→ What to work on
Should any entry hold a picture, omit that picture and copy the rest of the entry exactly.

╔══

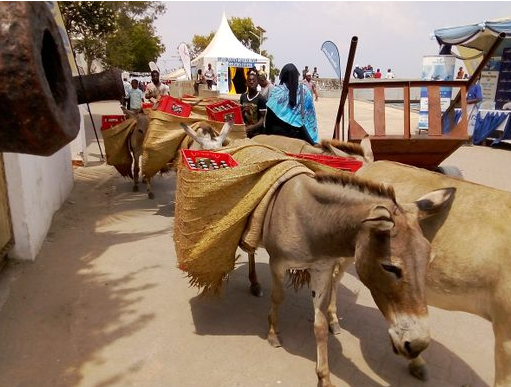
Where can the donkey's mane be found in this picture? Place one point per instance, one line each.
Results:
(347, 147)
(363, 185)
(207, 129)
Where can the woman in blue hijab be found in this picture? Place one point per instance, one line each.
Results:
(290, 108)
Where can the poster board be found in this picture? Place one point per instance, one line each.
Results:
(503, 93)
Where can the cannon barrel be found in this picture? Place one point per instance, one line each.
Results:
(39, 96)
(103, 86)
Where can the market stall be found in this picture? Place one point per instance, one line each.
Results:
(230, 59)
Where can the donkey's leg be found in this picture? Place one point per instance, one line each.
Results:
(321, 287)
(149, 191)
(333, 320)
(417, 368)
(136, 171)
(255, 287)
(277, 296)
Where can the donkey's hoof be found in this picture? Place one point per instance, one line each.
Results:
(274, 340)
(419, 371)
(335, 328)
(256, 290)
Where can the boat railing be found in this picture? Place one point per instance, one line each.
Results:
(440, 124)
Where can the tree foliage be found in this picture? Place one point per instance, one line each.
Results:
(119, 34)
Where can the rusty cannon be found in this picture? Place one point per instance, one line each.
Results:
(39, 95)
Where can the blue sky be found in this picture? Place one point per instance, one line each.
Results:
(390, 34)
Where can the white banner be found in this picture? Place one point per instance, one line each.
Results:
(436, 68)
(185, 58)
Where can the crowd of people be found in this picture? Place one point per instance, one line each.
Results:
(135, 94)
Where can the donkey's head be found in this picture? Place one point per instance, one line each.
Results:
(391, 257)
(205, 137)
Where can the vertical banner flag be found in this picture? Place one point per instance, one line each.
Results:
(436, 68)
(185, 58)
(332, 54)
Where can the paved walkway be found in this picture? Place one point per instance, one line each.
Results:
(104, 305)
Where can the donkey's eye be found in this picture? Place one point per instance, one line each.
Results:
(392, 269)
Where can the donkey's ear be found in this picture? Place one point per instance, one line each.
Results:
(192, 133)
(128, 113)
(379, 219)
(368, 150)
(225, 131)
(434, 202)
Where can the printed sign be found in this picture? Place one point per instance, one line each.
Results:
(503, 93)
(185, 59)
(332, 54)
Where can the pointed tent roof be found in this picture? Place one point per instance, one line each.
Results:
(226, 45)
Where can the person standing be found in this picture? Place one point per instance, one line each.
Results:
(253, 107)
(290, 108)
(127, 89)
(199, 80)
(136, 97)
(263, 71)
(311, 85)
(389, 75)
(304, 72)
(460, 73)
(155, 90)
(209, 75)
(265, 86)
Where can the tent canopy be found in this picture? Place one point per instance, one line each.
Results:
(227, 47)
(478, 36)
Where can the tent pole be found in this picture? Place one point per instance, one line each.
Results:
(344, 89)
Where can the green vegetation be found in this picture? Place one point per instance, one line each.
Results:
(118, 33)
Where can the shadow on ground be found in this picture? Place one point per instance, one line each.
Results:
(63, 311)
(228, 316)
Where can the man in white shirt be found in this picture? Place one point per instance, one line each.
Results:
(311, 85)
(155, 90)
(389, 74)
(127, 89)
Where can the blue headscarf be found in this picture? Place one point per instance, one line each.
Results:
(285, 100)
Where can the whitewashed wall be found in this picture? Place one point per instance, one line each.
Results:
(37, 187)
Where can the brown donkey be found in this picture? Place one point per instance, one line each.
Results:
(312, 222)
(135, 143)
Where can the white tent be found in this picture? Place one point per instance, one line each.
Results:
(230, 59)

╚══

→ Output for this task
Where can the donkey's mane be found in this picture? Place one point per instance, one line each.
Results:
(347, 147)
(363, 185)
(207, 129)
Where can the woman in blue hijab be found in this picture? Place one point per instance, one line each.
Results:
(290, 108)
Where can the poster board be found in this picture? Place one point per instance, one line each.
Results:
(503, 93)
Where can the cannon barrel be found in this picture? Place one point per instance, one line each.
Results:
(39, 96)
(103, 86)
Where can the market stall be found in this picture? Place one point per instance, one line each.
Results:
(230, 59)
Where can the donkey's leg be found in this picture? Place one point per instance, one line each.
Results:
(321, 287)
(149, 191)
(333, 320)
(417, 368)
(136, 171)
(255, 287)
(277, 296)
Where can the donkey's hoof be found in this picture? Place one point per instance, one line each.
Results:
(274, 340)
(419, 371)
(335, 328)
(256, 290)
Where can the boat railing be found in this picture? Place one point per instance, one line each.
Results:
(440, 124)
Where can the tree foliage be found in this picture? Place one point per instance, one line each.
Results:
(119, 34)
Where can the rusty cannon be found in this picture? Place one point per instance, one line each.
Results:
(39, 95)
Where can the blue sky be found in this picture? Place one point per instance, one line each.
Results:
(390, 34)
Where can the white banner be found in this picture? Place one point per instance, one line each.
Results:
(436, 68)
(185, 58)
Where can the crowd of people be found in this picture? Place one point per instance, one line each.
Results:
(135, 94)
Where can the donkey's head be found in this picture? Place one point per instance, one line each.
Results:
(391, 257)
(205, 137)
Where can the vertical banner flag be found in this picture? Place one point per instance, one line each.
Results:
(436, 68)
(185, 58)
(332, 54)
Where can the paved walkway be found in this picture? Place one point per instance, one line each.
Results:
(104, 305)
Where can the donkey's eye be found in this picture? Place one point per instance, one line each.
Results:
(392, 269)
Where can the donkey's ear be found in this picture? Place one point per instance, one line each.
Results:
(192, 133)
(128, 113)
(379, 219)
(368, 150)
(225, 131)
(434, 202)
Where can the printed sign be found in this picture? Place one point per instance, one line each.
Results:
(503, 93)
(185, 59)
(332, 54)
Where can the pointed tent roof be found in this picture? Place one point per instance, one line each.
Results:
(226, 45)
Where can the person standing be found in this picture? Place one point per instance, one line each.
Results:
(253, 107)
(290, 108)
(127, 89)
(199, 80)
(136, 97)
(263, 71)
(311, 85)
(389, 75)
(304, 72)
(460, 73)
(155, 90)
(209, 75)
(265, 86)
Where can the tent canopy be found in this picture? Place one point per instance, one line each.
Results:
(227, 47)
(478, 36)
Where can the tent pole be found in this picture? Place one point per instance, one line each.
Results:
(344, 89)
Where can the green vegetation be found in this picture? Place one point per instance, one line each.
Results:
(118, 33)
Where can the shadow on ground be found in this picture? Place one point per instance, one line each.
Results:
(63, 311)
(228, 316)
Where can the man in white shirt be found in this picture? Place one point per instance, one line each.
Results:
(311, 85)
(155, 90)
(389, 74)
(127, 89)
Where can the blue headscarf be found in this picture? Place one point per instance, one line each.
Results:
(285, 100)
Where can the whitewashed wall be found in this picture? Place one point per instance, one line each.
Results:
(37, 187)
Where can the brown donkey be found in this picture? Place one point per instance, one line each.
Results:
(312, 222)
(135, 143)
Where can the white tent be found in this picture? Place one point per instance, one line each.
Results:
(230, 59)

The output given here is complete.